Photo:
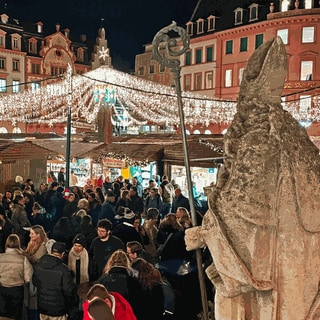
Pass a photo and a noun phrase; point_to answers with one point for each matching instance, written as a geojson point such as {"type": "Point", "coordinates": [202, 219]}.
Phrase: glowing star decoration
{"type": "Point", "coordinates": [104, 53]}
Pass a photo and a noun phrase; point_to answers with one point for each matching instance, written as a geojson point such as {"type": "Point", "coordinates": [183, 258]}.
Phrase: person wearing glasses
{"type": "Point", "coordinates": [102, 247]}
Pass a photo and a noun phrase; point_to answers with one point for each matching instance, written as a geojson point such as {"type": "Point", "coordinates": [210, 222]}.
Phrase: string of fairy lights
{"type": "Point", "coordinates": [146, 102]}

= = = = = = =

■ AIM OF THE EXERCISE ■
Copy out every line of the records above word for word, leaving out the pictures.

■ TASK SOLUTION ■
Photo:
Pass a photo and a noun phrase; point_to answers with one point for each matching instance, written as a geojson point such as {"type": "Point", "coordinates": [202, 219]}.
Phrase: glowing star decoration
{"type": "Point", "coordinates": [104, 53]}
Pass a photo and a noun phrase; point_to answers with one point for each matching instance, written as a geojson point such as {"type": "Point", "coordinates": [183, 258]}.
Phrase: person wearing glasses
{"type": "Point", "coordinates": [102, 247]}
Pass a photo and a noun phrase; point_to answers with one point for each matching instance, written as a geojson point such as {"type": "Point", "coordinates": [210, 222]}.
Phrase: string of fairy lights
{"type": "Point", "coordinates": [146, 102]}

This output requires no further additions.